> SOURCE PASSAGE:

The Fact-Check Pipeline prioritizes external fact-check verdicts (confidence 1.0) and otherwise falls back to LLM-based analysis.
Results Normalization and Verdict Integration
Outputs from all pipelines are normalized to a unified schema (label, evidence, source, confidence). Verdict integration is performed via a hierarchical, confidence-weighted voting mechanism:
- If the Fact-Check Pipeline returns an external verdict, it is prioritized.
- Otherwise, the result with the highest confidence across all pipelines is selected.
- If all confidences are zero, the system returns "NEI" (Not Enough Information), explicitly flagging uncertainty.
Experimental Evaluation
Dataset and Baselines
FinVet was evaluated on the FinFact dataset, partitioned into 85% training and 15% testing splits. The vector store was populated with the training set, and all models were accessed via the Hugging Face API. Baselines included standalone RAG (LLaMA-3.3-70B), zero-shot and chain-of-thought (CoT) GPT-3.5-turbo, and ablated versions of the FinVet architecture.

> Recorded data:

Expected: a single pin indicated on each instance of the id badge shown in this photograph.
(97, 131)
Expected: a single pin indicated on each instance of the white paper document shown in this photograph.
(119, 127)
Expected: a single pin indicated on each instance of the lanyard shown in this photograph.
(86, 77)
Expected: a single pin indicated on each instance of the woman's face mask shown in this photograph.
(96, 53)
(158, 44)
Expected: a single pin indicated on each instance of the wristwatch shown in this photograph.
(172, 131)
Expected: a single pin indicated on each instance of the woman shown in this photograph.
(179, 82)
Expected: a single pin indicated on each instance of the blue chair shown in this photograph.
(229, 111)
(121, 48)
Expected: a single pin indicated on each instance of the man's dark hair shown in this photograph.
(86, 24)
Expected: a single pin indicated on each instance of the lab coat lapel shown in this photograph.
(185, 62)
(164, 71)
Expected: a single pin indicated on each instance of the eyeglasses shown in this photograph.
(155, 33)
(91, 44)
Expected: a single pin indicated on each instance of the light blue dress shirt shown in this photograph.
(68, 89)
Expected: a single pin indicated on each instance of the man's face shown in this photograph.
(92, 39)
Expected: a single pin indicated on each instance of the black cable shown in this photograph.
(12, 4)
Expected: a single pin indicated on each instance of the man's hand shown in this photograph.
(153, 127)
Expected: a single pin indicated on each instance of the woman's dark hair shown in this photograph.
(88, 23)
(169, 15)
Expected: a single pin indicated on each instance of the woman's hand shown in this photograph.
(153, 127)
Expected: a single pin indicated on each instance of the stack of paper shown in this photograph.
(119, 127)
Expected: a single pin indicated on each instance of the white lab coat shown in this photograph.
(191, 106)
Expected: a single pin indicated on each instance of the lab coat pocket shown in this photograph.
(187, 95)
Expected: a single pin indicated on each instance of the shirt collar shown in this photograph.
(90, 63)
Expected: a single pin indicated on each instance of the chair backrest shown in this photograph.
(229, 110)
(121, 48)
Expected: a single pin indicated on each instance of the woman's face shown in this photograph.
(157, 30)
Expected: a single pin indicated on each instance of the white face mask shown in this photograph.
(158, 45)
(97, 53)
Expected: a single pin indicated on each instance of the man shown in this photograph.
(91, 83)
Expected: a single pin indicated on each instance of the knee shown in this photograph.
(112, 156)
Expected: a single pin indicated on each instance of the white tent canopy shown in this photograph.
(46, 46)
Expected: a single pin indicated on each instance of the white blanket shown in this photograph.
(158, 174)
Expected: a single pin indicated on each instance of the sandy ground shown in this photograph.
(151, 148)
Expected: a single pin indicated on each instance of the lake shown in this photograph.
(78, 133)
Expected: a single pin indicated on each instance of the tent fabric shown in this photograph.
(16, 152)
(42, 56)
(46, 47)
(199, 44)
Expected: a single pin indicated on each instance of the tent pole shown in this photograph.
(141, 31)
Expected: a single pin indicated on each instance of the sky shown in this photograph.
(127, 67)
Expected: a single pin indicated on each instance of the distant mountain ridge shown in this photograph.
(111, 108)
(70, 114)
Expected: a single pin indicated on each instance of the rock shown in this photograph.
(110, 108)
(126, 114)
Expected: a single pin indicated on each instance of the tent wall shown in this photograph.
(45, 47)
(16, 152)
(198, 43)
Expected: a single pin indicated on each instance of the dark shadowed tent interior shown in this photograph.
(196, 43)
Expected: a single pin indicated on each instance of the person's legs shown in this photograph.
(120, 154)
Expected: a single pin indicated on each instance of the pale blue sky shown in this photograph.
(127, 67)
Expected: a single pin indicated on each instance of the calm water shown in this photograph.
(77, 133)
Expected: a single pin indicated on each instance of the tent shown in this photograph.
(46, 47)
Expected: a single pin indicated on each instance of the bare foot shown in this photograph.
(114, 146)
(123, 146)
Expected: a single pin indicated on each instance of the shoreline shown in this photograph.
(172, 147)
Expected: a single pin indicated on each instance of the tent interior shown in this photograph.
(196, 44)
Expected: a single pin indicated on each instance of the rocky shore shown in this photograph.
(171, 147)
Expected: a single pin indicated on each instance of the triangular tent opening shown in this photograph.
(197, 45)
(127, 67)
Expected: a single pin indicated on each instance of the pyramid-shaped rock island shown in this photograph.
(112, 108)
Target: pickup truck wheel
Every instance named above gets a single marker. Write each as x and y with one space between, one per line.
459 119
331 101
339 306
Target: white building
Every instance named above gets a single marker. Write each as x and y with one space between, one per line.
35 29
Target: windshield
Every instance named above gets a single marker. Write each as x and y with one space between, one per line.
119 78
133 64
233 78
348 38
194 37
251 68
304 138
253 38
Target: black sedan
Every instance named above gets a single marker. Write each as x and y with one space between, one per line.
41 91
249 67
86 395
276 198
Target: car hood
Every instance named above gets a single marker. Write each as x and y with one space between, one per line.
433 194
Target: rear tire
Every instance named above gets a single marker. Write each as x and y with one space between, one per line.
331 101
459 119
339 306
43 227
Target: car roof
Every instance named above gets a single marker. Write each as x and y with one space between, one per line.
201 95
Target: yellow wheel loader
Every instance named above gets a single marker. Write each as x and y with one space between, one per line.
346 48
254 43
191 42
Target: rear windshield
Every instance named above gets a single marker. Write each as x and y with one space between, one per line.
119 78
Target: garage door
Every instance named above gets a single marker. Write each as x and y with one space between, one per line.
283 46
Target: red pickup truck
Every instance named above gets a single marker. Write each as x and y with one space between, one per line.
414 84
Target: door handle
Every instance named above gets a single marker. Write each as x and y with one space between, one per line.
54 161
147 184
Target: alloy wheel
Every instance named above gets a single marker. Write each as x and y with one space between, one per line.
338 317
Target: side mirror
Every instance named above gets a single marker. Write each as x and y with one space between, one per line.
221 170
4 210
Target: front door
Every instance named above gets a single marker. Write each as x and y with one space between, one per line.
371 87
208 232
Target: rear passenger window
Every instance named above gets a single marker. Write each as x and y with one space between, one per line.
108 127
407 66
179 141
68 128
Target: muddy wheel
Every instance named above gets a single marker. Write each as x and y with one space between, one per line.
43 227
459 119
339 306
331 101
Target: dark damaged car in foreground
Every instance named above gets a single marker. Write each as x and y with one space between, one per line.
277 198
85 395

> WHAT YOU SHOULD DO:
In the FinVet passage, what does the system return when every pipeline's confidence is zero?

> ANSWER:
"NEI" (Not Enough Information)